◆ Written problem
Only the lines from the one containing "Return an outline for every instance of the shoulder" through the end of the entries should be repeated, exactly as they appear, first and last included.
* START *
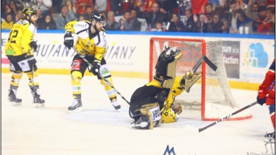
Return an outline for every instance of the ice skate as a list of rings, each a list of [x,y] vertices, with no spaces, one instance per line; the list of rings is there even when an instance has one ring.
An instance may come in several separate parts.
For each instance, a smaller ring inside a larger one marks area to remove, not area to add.
[[[81,98],[74,98],[73,103],[68,107],[70,113],[81,112],[83,110],[83,104]]]
[[[136,122],[135,127],[139,129],[148,129],[150,125],[150,117],[143,116]],[[131,126],[131,124],[130,124]]]
[[[114,107],[115,109],[118,110],[121,108],[121,106],[119,104],[117,100],[113,100],[111,102],[112,105]]]
[[[8,96],[8,100],[13,106],[21,105],[22,100],[17,98],[12,90],[9,90],[9,96]]]
[[[266,143],[271,142],[271,143],[275,143],[275,132],[272,132],[272,133],[266,134],[264,135],[264,141],[266,142]]]
[[[45,100],[40,98],[40,96],[35,94],[33,96],[33,103],[36,104],[36,108],[43,107],[45,106]]]

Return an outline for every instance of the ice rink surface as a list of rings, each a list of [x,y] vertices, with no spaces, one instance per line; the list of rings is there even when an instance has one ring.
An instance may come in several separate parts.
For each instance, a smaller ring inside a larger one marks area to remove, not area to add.
[[[198,111],[184,110],[178,122],[160,124],[153,130],[131,128],[128,104],[118,96],[122,105],[116,112],[96,76],[82,80],[83,111],[69,114],[72,102],[70,76],[39,74],[41,98],[45,107],[35,108],[25,74],[17,97],[20,106],[7,100],[11,74],[1,76],[1,154],[163,154],[167,145],[177,155],[272,154],[263,141],[273,128],[268,109],[254,105],[253,117],[224,121],[200,133],[186,130],[190,124],[202,128]],[[146,79],[113,77],[115,87],[128,100]],[[243,107],[256,100],[257,91],[232,89],[236,102]],[[275,153],[275,147],[273,147]]]

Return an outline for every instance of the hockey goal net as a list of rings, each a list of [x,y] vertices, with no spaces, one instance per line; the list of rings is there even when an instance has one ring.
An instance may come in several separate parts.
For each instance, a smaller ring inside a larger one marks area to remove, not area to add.
[[[217,66],[212,70],[204,61],[197,72],[202,72],[202,76],[191,88],[176,98],[176,101],[184,109],[200,109],[202,119],[216,121],[240,109],[236,103],[230,88],[223,59],[222,41],[219,40],[200,40],[188,38],[150,39],[150,81],[154,75],[155,65],[165,46],[176,46],[183,53],[178,61],[176,76],[182,76],[191,70],[205,55]],[[227,120],[240,120],[251,118],[248,110],[240,112]]]

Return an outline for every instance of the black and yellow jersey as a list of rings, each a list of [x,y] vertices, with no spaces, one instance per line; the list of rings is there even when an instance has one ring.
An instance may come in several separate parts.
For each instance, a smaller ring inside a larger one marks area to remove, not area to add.
[[[94,55],[96,59],[101,61],[106,53],[107,33],[102,29],[102,31],[92,34],[92,26],[87,20],[74,20],[67,23],[65,30],[78,36],[75,44],[77,52],[81,55]]]
[[[32,55],[29,43],[36,33],[36,27],[27,20],[19,20],[12,25],[5,46],[6,55]]]

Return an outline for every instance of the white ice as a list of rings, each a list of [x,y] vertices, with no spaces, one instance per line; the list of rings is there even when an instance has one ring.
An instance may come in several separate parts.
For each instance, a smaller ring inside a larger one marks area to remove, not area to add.
[[[251,119],[224,121],[200,133],[184,126],[202,128],[199,112],[184,110],[176,123],[161,124],[153,130],[131,128],[128,104],[118,96],[122,105],[116,112],[96,76],[82,80],[83,111],[69,114],[72,102],[70,76],[40,74],[41,98],[45,107],[35,108],[26,74],[17,96],[22,105],[12,106],[7,100],[11,74],[1,74],[2,154],[163,154],[167,145],[178,155],[272,154],[263,141],[272,132],[268,108],[250,108]],[[115,88],[128,100],[146,79],[113,77]],[[256,100],[256,91],[232,89],[236,102],[243,107]],[[273,153],[275,147],[273,146]]]

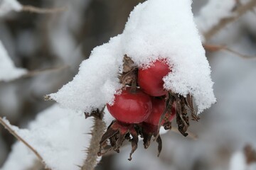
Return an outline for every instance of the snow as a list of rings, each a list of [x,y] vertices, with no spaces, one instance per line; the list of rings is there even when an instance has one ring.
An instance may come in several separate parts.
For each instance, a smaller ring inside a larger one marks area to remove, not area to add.
[[[245,157],[242,152],[238,152],[232,155],[230,170],[245,170],[246,166]]]
[[[206,33],[217,25],[221,19],[233,16],[235,13],[232,10],[235,5],[235,0],[210,0],[195,18],[198,28]]]
[[[9,81],[17,79],[26,72],[26,69],[16,68],[14,66],[6,50],[0,40],[0,81]]]
[[[230,170],[255,170],[256,163],[247,164],[245,155],[242,152],[236,152],[232,156],[230,162]]]
[[[149,0],[131,13],[122,34],[95,47],[73,80],[51,98],[62,106],[90,112],[114,101],[118,74],[127,54],[139,67],[166,58],[172,72],[164,87],[195,98],[198,113],[215,102],[210,68],[193,22],[190,1]]]
[[[85,159],[84,150],[89,145],[87,133],[92,123],[82,113],[55,104],[40,113],[28,129],[11,127],[38,152],[48,167],[69,170],[80,169],[77,165],[82,165]],[[28,148],[17,142],[1,170],[28,169],[36,159]]]
[[[0,17],[11,11],[21,11],[21,9],[22,5],[16,0],[0,1]]]

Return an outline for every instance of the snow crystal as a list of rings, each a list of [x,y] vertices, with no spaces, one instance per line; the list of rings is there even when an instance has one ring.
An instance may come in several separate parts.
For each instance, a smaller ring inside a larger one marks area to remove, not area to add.
[[[6,123],[7,120],[6,120]],[[80,169],[85,159],[92,121],[83,114],[55,104],[40,113],[28,129],[11,126],[42,156],[51,169]],[[36,157],[24,144],[17,142],[12,147],[2,170],[28,169]]]
[[[235,15],[232,10],[236,5],[234,0],[210,0],[195,18],[198,28],[206,33],[225,18]],[[210,12],[209,12],[210,11]]]
[[[131,13],[122,34],[95,47],[74,79],[50,96],[65,107],[90,112],[114,100],[124,55],[139,67],[166,58],[172,72],[164,87],[193,96],[198,113],[215,102],[210,68],[193,22],[191,1],[148,0]]]
[[[95,47],[90,57],[81,63],[74,79],[50,97],[63,106],[88,113],[113,101],[114,94],[120,88],[117,78],[122,60],[119,41],[117,36]]]
[[[0,81],[11,81],[25,74],[26,72],[27,71],[24,69],[15,67],[0,40]]]
[[[16,0],[0,1],[0,16],[3,16],[11,11],[20,11],[22,5]]]

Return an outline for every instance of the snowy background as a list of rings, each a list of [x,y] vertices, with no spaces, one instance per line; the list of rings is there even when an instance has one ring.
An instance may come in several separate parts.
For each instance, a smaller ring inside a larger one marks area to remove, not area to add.
[[[79,169],[92,121],[85,120],[82,113],[44,101],[43,96],[71,81],[95,47],[123,33],[130,11],[142,1],[18,1],[41,8],[68,7],[63,12],[37,14],[21,11],[14,0],[0,0],[0,116],[21,128],[14,129],[38,149],[53,169]],[[223,18],[235,16],[232,11],[237,2],[194,0],[192,9],[200,33],[203,35]],[[246,13],[205,42],[256,58],[255,13]],[[156,144],[145,150],[140,142],[132,162],[127,161],[127,145],[119,154],[103,157],[97,169],[256,169],[255,162],[247,165],[242,152],[246,144],[256,149],[256,59],[225,50],[207,52],[206,56],[217,103],[201,114],[198,123],[191,123],[189,131],[198,139],[169,132],[162,137],[159,158]],[[42,169],[33,154],[2,126],[0,135],[0,169]]]

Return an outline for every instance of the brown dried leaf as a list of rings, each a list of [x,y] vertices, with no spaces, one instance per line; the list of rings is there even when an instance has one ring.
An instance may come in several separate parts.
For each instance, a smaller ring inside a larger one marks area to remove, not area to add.
[[[134,62],[127,55],[124,55],[123,59],[123,72],[127,73],[130,72],[134,67]]]

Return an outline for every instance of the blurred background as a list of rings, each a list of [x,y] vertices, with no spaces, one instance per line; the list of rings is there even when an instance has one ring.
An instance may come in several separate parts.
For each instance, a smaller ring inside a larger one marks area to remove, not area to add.
[[[0,18],[0,40],[11,60],[33,73],[0,82],[0,116],[26,128],[36,113],[55,103],[44,101],[43,96],[72,80],[93,47],[122,33],[129,12],[144,1],[18,1],[41,8],[68,7],[50,14],[12,12]],[[207,1],[193,0],[195,17]],[[119,154],[103,157],[96,169],[231,169],[236,153],[243,153],[245,146],[256,149],[255,12],[229,24],[207,43],[225,45],[252,57],[207,52],[218,102],[201,113],[198,123],[191,122],[189,131],[197,140],[171,131],[162,136],[164,149],[159,158],[156,144],[145,150],[140,142],[132,162],[127,161],[130,146],[124,147]],[[15,141],[0,126],[0,167]],[[250,169],[256,169],[253,167]]]

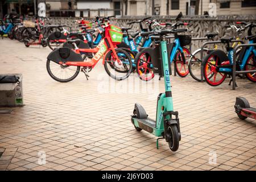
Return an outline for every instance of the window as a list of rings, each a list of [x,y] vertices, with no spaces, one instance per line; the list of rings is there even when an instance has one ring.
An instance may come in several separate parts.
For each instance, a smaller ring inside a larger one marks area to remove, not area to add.
[[[256,0],[243,0],[242,1],[242,7],[256,6]]]
[[[220,8],[230,8],[230,2],[227,1],[224,2],[220,3]]]
[[[171,0],[171,8],[172,10],[179,10],[180,9],[180,1],[179,0]]]
[[[121,3],[120,2],[114,2],[114,10],[115,15],[121,15]]]

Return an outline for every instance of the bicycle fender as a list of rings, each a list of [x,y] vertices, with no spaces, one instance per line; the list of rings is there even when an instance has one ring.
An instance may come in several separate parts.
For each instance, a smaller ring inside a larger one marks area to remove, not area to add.
[[[83,61],[80,54],[76,53],[67,47],[61,47],[54,49],[48,55],[47,60],[57,64],[60,61]]]
[[[109,53],[109,52],[111,51],[111,49],[108,49],[108,51],[106,51],[106,52],[105,53],[104,56],[103,56],[103,59],[102,59],[102,64],[105,64],[105,60],[106,59],[106,55]]]
[[[212,55],[217,56],[220,58],[220,60],[218,61],[220,61],[221,63],[229,60],[229,57],[228,57],[226,53],[222,50],[220,49],[213,50],[210,52],[210,53],[204,57],[203,58],[204,61],[202,63],[203,65],[205,65],[207,60]]]

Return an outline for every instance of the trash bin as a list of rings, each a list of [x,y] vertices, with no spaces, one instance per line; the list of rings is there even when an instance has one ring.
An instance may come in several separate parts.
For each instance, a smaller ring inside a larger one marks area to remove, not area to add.
[[[0,106],[23,106],[22,74],[0,75],[0,76],[16,76],[19,77],[19,81],[16,83],[0,82]]]

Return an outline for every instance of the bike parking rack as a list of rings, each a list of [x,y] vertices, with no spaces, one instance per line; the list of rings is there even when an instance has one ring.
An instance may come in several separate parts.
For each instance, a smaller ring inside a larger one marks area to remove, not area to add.
[[[244,42],[242,40],[231,40],[230,42],[240,42],[242,44],[244,44]],[[205,43],[204,43],[202,47],[201,47],[201,63],[203,63],[203,61],[204,61],[203,60],[203,51],[204,51],[204,48],[206,47],[207,45],[208,44],[223,44],[223,42],[222,42],[221,40],[217,40],[217,41],[210,41],[210,42],[207,42]],[[250,44],[252,45],[252,44]],[[235,55],[235,54],[234,54]],[[202,64],[201,64],[201,81],[204,81],[204,74],[203,74],[203,71],[204,71],[204,67],[203,66]]]
[[[256,46],[256,43],[254,44],[243,44],[237,45],[237,47],[234,49],[234,52],[237,52],[237,49],[240,47],[250,47],[250,46]],[[237,74],[239,73],[256,73],[256,69],[249,70],[249,71],[237,71],[236,64],[237,64],[237,55],[236,53],[233,55],[233,69],[232,69],[232,89],[236,90],[236,77]]]

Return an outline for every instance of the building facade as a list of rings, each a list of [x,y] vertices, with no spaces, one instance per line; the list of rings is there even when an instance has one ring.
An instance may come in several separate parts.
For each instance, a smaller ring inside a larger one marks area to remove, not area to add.
[[[204,15],[256,14],[256,0],[0,0],[0,15],[12,9],[21,14],[34,13],[40,2],[46,5],[48,16]],[[34,2],[36,5],[34,5]],[[211,5],[209,6],[209,5]],[[2,7],[2,8],[1,8]]]

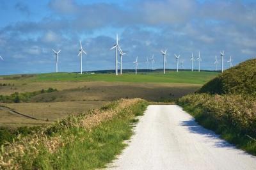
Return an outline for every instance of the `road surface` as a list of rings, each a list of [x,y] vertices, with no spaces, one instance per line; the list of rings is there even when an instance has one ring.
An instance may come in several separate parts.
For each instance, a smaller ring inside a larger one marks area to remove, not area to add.
[[[256,157],[198,125],[175,105],[149,105],[110,169],[256,169]]]

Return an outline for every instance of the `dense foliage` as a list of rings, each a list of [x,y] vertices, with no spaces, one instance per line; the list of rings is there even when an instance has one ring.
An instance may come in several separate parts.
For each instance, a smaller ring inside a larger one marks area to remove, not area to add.
[[[256,99],[238,95],[193,94],[179,104],[202,126],[256,155]]]
[[[0,102],[2,103],[20,103],[20,102],[27,102],[29,100],[36,95],[45,93],[52,93],[57,91],[56,89],[51,88],[47,89],[42,89],[40,91],[36,91],[33,92],[26,92],[26,93],[18,93],[15,92],[9,96],[0,95]]]
[[[179,104],[206,128],[256,155],[256,59],[225,70]]]
[[[245,94],[256,97],[256,59],[228,69],[199,90],[211,94]]]

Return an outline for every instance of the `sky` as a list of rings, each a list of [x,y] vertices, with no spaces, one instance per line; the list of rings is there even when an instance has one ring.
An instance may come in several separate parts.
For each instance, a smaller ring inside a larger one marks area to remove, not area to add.
[[[167,68],[175,68],[177,54],[189,69],[200,50],[201,69],[214,70],[215,56],[220,69],[223,50],[227,68],[230,56],[234,65],[255,58],[256,1],[1,0],[0,74],[53,72],[52,49],[61,50],[60,72],[79,72],[79,40],[88,54],[83,71],[115,69],[116,33],[124,69],[136,56],[147,68],[153,54],[161,68],[165,49]]]

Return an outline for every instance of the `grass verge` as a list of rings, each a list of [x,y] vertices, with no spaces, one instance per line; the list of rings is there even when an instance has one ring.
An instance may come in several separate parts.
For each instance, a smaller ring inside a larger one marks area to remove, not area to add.
[[[248,96],[187,95],[178,104],[200,125],[220,134],[221,138],[256,155],[256,102]]]
[[[131,123],[148,103],[120,100],[100,109],[70,116],[33,135],[2,145],[0,169],[92,169],[102,168],[125,146]]]

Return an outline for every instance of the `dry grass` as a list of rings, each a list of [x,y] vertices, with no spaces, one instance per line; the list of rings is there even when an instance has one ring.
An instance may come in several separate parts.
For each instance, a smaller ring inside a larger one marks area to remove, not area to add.
[[[42,131],[33,135],[21,139],[18,137],[15,142],[10,143],[4,147],[2,146],[0,151],[0,169],[31,168],[31,164],[40,151],[42,151],[43,148],[46,149],[48,153],[54,153],[60,147],[63,147],[77,139],[75,135],[67,135],[65,137],[61,135],[49,136],[47,134],[49,130],[56,133],[72,127],[85,128],[90,130],[101,122],[111,119],[120,111],[127,109],[140,101],[142,100],[140,99],[120,100],[115,105],[106,107],[107,109],[96,109],[91,111],[89,114],[81,114],[78,117],[71,116],[51,127],[43,128]]]
[[[201,86],[192,84],[179,84],[179,83],[151,83],[151,82],[27,82],[24,81],[13,80],[0,80],[0,83],[14,84],[14,86],[0,86],[0,95],[10,95],[14,92],[33,92],[48,89],[49,88],[56,88],[61,91],[63,89],[83,88],[84,86],[90,88],[100,88],[102,87],[122,86],[127,86],[131,88],[140,87],[144,88],[173,88],[173,87],[196,87]]]
[[[70,114],[84,113],[90,109],[99,108],[107,104],[107,102],[80,101],[52,103],[20,103],[1,104],[19,112],[38,119],[56,121],[66,118]],[[4,127],[35,126],[52,123],[51,121],[35,120],[14,114],[6,111],[0,111],[0,125]]]

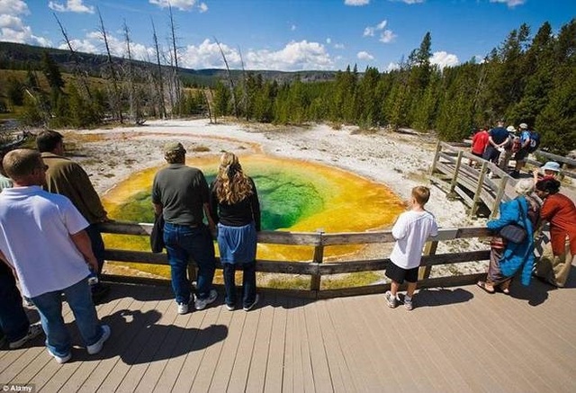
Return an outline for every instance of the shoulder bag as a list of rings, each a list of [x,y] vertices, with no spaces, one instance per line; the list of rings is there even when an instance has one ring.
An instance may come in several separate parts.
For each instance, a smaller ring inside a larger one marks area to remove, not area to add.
* END *
◆ The solution
Return an outline for every instance of the shoulder bag as a list of rings, each a list of [x,y] vertices, with no spaces, one instance per line; the list of rings is there even when an instance has one ring.
An instance may come in several separate parts.
For each instance, a smaller ring inside a larger one marks area to remove, not area to add.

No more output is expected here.